* start Stored records *

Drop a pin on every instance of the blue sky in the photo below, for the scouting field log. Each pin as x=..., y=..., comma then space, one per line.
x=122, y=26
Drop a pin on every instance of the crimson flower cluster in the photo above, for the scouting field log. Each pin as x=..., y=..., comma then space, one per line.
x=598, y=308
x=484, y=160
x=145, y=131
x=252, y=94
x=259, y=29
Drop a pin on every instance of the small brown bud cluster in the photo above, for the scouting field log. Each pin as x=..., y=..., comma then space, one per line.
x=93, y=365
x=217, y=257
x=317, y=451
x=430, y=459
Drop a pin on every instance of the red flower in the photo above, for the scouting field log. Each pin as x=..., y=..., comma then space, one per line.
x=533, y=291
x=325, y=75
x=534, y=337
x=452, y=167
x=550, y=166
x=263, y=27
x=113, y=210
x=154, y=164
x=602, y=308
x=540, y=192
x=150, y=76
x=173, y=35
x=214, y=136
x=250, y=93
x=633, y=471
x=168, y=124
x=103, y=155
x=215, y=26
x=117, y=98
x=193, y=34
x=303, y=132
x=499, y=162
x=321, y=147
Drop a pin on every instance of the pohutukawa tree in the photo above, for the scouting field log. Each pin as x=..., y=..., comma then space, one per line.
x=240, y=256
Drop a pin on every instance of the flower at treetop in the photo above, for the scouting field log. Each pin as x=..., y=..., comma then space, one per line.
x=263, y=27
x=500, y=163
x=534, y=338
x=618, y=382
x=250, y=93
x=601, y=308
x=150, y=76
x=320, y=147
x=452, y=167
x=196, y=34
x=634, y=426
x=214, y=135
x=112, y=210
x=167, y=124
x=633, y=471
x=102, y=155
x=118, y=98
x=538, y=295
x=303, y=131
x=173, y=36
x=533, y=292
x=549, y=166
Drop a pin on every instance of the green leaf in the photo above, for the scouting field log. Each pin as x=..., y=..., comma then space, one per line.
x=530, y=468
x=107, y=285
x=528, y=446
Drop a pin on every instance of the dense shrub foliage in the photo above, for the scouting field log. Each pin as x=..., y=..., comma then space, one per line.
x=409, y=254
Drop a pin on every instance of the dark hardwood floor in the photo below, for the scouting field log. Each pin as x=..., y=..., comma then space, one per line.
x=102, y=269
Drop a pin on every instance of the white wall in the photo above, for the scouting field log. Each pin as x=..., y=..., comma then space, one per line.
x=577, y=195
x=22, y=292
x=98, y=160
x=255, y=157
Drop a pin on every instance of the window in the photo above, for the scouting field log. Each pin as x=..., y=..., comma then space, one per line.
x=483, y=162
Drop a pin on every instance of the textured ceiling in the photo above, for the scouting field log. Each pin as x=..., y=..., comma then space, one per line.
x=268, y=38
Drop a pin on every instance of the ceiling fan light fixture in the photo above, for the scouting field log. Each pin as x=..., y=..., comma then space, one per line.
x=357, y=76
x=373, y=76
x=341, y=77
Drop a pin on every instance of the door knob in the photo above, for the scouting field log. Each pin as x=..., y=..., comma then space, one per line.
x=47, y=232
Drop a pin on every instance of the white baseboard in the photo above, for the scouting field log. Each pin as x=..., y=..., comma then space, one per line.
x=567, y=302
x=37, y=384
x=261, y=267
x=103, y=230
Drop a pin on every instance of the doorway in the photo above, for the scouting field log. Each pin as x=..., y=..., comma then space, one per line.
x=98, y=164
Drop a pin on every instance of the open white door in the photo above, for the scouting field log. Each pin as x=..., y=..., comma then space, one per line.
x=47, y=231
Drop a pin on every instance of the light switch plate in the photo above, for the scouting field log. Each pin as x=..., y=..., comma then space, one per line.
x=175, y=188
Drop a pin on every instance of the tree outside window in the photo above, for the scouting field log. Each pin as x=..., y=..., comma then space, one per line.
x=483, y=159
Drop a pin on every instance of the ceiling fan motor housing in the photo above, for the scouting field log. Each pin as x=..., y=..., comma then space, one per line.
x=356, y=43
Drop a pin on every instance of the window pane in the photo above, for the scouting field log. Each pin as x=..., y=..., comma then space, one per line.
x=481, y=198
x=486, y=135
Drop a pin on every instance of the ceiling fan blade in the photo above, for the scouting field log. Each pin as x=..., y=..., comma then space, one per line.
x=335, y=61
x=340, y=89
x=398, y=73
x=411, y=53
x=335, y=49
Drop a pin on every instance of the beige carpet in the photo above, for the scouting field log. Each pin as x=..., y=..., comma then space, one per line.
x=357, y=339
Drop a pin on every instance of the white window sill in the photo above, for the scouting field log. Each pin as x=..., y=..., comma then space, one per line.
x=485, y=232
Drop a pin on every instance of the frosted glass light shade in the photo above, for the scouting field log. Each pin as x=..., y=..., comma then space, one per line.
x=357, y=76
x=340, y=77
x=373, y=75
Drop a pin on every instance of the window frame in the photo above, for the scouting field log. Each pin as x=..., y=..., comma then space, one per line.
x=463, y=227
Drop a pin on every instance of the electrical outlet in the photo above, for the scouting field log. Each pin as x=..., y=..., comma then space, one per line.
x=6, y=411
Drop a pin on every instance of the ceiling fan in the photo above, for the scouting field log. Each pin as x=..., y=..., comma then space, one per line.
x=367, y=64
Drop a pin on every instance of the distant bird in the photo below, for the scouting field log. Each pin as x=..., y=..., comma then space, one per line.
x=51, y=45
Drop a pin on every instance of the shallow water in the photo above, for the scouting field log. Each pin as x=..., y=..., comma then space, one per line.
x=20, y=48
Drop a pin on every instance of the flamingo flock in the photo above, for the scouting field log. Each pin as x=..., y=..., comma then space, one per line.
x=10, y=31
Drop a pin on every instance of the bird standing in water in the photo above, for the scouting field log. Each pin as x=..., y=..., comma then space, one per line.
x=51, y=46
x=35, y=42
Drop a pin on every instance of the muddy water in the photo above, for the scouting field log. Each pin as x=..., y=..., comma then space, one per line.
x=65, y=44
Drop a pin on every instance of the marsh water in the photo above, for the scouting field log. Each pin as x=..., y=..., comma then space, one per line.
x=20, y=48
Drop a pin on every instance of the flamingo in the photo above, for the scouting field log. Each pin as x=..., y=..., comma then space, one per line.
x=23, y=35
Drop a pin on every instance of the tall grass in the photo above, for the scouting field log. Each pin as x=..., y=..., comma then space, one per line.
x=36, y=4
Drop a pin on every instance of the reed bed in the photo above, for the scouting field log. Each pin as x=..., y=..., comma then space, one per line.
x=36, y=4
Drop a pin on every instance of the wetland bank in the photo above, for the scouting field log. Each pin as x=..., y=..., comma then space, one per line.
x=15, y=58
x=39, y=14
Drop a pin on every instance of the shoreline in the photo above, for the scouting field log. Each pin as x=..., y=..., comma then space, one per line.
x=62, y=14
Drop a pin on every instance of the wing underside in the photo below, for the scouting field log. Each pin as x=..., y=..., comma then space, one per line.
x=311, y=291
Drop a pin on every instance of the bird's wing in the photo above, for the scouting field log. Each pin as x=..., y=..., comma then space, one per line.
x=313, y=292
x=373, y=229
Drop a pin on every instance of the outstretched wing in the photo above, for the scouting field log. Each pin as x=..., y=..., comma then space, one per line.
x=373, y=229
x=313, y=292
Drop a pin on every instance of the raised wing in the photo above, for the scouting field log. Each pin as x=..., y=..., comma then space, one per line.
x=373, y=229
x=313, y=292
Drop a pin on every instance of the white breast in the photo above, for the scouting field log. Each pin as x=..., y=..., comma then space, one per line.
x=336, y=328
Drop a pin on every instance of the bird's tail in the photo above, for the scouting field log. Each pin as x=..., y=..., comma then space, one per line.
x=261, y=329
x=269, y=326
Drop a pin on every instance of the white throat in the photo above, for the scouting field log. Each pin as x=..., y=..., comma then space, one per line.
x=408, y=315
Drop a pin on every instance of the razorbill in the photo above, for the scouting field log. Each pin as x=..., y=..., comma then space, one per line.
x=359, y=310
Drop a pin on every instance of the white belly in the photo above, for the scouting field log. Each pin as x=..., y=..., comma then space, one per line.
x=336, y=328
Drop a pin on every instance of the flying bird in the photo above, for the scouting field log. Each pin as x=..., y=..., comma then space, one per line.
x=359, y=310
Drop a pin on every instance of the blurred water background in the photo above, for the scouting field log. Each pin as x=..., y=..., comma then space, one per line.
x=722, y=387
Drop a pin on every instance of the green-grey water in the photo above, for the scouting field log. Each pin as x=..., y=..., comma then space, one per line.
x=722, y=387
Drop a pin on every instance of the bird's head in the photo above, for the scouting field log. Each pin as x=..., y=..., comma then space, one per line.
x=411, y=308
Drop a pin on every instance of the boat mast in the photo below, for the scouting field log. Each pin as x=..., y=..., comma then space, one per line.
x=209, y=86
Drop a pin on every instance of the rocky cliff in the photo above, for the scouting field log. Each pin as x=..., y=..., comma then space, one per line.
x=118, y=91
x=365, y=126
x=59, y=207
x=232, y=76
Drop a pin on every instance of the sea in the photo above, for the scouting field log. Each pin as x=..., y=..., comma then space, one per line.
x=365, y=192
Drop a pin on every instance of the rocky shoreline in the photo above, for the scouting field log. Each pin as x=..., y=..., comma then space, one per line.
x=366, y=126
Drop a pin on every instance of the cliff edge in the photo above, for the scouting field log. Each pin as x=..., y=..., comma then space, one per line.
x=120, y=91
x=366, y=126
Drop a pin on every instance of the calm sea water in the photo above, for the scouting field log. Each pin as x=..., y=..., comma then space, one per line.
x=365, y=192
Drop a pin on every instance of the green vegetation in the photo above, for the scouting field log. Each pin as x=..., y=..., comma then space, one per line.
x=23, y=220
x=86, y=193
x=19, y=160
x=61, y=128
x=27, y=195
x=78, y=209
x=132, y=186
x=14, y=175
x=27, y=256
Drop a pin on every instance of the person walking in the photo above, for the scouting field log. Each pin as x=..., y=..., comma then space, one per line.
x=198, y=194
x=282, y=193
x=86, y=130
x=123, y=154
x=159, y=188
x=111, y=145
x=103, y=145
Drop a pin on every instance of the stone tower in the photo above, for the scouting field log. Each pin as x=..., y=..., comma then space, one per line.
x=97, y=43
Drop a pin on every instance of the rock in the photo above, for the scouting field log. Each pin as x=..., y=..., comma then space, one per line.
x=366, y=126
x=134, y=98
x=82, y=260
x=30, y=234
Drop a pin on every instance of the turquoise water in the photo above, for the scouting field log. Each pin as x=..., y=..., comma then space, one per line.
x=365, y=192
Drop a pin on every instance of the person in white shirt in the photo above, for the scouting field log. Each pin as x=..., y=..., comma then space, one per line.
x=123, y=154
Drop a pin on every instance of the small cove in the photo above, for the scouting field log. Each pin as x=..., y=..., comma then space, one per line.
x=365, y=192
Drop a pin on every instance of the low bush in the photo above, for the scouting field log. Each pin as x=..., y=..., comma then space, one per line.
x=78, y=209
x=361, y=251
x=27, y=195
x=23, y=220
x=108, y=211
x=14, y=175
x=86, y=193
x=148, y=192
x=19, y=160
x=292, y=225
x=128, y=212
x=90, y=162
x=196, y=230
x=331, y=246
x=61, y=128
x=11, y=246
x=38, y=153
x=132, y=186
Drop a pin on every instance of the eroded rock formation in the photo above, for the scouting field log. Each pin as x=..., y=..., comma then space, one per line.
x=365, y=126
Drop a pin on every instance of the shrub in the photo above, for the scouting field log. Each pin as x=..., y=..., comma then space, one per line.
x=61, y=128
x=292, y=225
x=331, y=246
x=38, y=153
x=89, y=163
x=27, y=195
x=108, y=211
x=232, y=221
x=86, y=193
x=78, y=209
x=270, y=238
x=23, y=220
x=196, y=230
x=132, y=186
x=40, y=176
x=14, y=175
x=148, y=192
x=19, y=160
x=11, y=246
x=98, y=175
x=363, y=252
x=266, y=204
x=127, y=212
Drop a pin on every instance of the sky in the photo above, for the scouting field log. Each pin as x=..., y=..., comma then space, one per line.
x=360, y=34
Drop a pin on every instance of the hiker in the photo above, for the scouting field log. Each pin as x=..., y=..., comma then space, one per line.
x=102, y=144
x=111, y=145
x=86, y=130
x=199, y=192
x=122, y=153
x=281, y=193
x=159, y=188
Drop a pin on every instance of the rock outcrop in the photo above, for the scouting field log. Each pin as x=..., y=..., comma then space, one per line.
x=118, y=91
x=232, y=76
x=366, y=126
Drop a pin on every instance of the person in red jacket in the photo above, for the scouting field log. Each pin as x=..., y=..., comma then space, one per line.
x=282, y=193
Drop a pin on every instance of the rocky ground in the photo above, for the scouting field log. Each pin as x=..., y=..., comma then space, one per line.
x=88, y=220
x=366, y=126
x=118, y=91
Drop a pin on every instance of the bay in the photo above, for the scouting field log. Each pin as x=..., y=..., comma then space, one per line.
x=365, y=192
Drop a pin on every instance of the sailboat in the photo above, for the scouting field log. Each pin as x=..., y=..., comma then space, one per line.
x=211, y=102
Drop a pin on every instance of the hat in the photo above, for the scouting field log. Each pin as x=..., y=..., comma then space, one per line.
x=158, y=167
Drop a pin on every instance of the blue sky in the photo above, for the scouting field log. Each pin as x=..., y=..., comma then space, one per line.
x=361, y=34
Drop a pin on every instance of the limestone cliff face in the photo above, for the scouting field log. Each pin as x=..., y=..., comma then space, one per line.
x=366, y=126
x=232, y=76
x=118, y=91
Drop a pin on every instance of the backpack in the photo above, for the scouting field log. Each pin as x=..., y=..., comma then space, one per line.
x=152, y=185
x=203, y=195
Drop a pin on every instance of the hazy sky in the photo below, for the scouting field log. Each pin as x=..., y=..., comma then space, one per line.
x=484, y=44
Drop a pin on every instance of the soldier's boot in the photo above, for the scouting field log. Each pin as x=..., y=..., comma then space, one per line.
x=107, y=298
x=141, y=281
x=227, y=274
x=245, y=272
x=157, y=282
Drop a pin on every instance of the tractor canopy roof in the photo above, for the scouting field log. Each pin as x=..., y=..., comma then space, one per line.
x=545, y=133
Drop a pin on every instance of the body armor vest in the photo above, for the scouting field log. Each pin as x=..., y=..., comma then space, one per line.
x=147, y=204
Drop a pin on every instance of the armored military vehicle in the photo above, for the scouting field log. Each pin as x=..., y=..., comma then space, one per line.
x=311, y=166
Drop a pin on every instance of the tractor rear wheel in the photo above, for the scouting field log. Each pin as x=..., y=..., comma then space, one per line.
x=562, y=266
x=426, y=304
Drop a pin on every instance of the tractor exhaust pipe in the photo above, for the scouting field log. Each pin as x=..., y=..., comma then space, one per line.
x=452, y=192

* end Stored records *

[Written request]
Copy out the items verbatim, from the line with "Drop a pin on every instance of the white baseboard" to the line with "x=485, y=232", both lines included.

[Result of this exercise]
Drop a pin on every instance of the white baseboard in the photo above, for the scouting field log. Each pin as x=..., y=..., comma then space, one per line.
x=567, y=302
x=37, y=384
x=261, y=267
x=103, y=230
Drop a pin on every instance of the doorway in the photo above, for the scouting field log. Each pin as x=..., y=..., comma then space, one per line.
x=98, y=164
Drop a pin on every instance of the open white door in the photo above, for the scouting field log. Each pin as x=..., y=..., comma then space, one per line.
x=47, y=231
Drop a pin on every instance of the light switch plate in the photo above, for the scouting field log. Each pin as x=..., y=..., comma then space, one per line.
x=175, y=188
Drop a pin on every instance of the tree outside window in the photo above, for the scouting field log. Each pin as x=..., y=..., comma then space, one per line.
x=483, y=159
Drop a pin on every instance of the ceiling fan motor housing in the photo above, for the scouting field log. Each pin as x=..., y=..., comma then space, one per line.
x=356, y=43
Drop a pin on every instance of the window pane in the photo above, for the scouting field log. Each pin as x=..., y=..., comma then space, one per line.
x=481, y=198
x=486, y=135
Drop a pin on every instance of the ceiling fan blade in the photo above, for the scouting field log. Each pin as x=..., y=..., comma then space, one per line.
x=335, y=61
x=340, y=89
x=398, y=73
x=411, y=53
x=335, y=49
Drop a pin on every instance of the beige carpet in the photo above, for the scouting field log. Each pin as x=..., y=..., comma then space, one per line.
x=357, y=339
Drop a pin on every instance of the white window sill in the photo above, for the scouting field log. Each pin as x=..., y=..., comma then space, one per line.
x=485, y=232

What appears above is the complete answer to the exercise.